_WORK REQUEST:_ Your job with the data below is to output exactly the lines from the one holding "For every instance of the concrete" down to the one holding "For every instance of the red", both included, and no others.

Items from a dataset:
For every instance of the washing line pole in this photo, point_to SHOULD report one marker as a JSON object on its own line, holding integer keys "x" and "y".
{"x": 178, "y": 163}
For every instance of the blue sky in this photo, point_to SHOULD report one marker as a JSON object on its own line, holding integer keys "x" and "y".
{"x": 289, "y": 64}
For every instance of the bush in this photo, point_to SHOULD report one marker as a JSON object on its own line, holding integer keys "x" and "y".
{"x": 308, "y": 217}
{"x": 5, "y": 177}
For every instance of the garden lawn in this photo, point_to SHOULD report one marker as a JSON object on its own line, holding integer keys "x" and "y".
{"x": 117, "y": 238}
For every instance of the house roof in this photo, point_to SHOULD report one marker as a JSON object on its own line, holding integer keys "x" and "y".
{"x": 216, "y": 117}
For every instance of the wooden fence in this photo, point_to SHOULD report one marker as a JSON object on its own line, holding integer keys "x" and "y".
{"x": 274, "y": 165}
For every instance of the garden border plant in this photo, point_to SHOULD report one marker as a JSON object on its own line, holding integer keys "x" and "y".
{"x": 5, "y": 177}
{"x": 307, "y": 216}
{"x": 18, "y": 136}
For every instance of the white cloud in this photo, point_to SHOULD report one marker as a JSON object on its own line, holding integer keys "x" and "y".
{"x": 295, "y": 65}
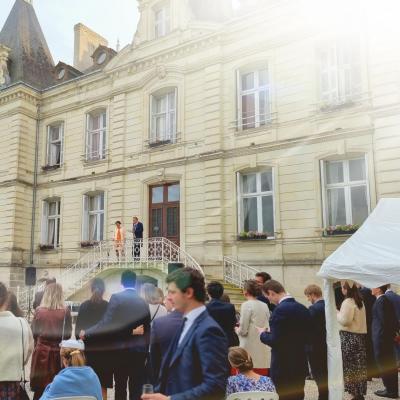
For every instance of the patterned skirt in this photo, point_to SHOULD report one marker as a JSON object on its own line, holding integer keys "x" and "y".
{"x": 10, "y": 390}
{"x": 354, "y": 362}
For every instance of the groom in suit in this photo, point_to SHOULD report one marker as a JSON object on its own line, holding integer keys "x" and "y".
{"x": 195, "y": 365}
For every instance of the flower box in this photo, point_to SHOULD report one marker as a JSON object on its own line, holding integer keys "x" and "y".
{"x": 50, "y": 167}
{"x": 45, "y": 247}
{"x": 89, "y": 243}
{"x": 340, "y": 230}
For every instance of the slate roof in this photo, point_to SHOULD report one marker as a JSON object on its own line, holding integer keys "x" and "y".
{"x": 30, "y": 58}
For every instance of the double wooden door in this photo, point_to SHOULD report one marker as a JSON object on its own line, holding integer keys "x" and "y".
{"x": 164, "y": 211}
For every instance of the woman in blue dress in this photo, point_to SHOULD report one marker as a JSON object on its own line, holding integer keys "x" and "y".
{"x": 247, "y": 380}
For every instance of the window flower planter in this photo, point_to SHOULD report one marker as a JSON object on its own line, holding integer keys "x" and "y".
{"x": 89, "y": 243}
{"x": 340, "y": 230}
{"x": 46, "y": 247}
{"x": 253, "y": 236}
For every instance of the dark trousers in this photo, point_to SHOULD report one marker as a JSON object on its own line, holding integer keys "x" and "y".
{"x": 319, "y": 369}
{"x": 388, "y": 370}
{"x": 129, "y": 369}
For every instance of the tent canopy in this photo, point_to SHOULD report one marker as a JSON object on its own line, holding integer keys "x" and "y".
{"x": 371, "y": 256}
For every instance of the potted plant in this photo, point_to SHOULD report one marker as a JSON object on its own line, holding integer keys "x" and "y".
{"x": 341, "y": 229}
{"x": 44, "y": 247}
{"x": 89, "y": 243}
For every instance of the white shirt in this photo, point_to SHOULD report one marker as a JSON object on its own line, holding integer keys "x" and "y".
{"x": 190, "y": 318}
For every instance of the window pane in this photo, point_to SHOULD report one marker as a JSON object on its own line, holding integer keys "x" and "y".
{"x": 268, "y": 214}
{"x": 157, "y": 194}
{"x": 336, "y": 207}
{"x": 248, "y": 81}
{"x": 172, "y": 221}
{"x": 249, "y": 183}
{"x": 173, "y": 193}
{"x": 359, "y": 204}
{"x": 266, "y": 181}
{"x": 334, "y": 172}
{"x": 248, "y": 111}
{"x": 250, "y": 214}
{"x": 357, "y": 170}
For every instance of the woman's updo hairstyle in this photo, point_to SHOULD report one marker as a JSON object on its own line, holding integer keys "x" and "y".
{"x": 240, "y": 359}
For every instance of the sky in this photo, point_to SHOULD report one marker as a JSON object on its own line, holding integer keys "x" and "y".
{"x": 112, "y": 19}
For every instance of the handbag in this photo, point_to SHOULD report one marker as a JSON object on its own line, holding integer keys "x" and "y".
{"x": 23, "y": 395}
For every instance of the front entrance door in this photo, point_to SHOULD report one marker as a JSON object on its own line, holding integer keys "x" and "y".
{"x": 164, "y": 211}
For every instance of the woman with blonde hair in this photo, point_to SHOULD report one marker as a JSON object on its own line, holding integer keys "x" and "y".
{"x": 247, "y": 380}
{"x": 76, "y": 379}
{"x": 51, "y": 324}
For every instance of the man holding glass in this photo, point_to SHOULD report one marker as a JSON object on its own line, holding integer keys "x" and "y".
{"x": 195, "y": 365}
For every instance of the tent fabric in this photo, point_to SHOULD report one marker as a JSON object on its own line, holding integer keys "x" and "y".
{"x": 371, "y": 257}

...

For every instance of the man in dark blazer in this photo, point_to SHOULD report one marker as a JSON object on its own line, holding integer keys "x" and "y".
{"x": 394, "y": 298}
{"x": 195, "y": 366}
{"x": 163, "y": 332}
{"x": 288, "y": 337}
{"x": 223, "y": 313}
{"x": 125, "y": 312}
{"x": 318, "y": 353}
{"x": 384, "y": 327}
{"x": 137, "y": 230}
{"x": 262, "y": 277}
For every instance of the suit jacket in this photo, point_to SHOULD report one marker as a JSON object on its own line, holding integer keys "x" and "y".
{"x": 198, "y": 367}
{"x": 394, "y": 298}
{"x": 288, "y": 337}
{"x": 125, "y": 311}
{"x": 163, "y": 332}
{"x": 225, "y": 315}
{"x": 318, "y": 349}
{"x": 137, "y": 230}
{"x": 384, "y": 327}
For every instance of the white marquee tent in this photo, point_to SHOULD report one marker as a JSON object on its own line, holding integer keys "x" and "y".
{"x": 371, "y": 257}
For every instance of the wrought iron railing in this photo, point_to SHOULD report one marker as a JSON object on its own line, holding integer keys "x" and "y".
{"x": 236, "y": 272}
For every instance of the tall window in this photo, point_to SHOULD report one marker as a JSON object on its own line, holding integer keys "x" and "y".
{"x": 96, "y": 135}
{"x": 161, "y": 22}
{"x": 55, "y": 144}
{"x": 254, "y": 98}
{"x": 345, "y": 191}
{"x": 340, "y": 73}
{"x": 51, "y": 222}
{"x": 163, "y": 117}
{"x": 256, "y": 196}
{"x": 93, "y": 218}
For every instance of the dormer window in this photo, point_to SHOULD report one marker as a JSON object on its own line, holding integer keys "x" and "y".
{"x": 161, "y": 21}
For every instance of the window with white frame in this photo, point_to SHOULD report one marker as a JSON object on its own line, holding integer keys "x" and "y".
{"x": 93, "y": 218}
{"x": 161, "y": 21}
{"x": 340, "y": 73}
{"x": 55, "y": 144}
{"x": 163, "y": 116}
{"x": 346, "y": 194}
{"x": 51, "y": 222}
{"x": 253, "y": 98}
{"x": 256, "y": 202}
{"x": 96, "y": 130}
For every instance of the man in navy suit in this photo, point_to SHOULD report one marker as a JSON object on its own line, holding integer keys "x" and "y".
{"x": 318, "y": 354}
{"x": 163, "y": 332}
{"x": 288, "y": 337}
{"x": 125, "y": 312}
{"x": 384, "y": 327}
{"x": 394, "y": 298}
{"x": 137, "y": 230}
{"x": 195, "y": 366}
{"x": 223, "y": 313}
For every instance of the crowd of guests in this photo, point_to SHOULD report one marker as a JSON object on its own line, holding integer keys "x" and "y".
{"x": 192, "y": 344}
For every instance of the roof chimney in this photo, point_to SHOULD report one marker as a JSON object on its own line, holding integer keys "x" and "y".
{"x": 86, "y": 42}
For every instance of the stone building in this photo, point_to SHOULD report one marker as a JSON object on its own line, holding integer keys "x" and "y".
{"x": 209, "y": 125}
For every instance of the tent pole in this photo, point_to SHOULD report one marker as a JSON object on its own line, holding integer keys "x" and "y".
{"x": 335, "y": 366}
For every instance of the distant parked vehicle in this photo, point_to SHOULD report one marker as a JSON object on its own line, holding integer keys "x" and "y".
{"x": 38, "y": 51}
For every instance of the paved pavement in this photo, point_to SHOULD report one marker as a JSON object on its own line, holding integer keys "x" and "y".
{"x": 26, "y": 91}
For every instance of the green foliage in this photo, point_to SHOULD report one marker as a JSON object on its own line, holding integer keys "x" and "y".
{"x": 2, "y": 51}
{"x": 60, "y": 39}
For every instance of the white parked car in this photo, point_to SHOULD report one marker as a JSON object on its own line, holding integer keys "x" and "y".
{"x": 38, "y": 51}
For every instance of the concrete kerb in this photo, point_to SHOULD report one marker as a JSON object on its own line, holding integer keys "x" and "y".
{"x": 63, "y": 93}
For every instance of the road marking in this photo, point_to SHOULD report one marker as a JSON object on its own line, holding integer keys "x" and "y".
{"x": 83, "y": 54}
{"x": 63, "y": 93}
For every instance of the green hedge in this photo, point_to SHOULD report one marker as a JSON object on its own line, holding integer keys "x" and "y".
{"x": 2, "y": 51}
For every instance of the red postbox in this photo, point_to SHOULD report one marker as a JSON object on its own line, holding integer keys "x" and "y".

_SOLVED PROBLEM:_
For every instance of the concrete kerb in this photo, point_to SHOULD report one marker as a JSON object on its own line, holding integer keys "x" and "y".
{"x": 63, "y": 93}
For every instance of the road marking in this photo, point_to SHOULD report one marker as a JSON object on its own line, holding integer keys "x" and "y".
{"x": 83, "y": 54}
{"x": 63, "y": 93}
For every instance of the green hedge in this photo, point_to SHOULD report one marker as a JSON object on its own line, holding integer keys "x" and "y".
{"x": 2, "y": 51}
For every instance of the red postbox in this photo, point_to SHOULD report one marker as a JSON object on its own line, holding integer keys "x" and "y".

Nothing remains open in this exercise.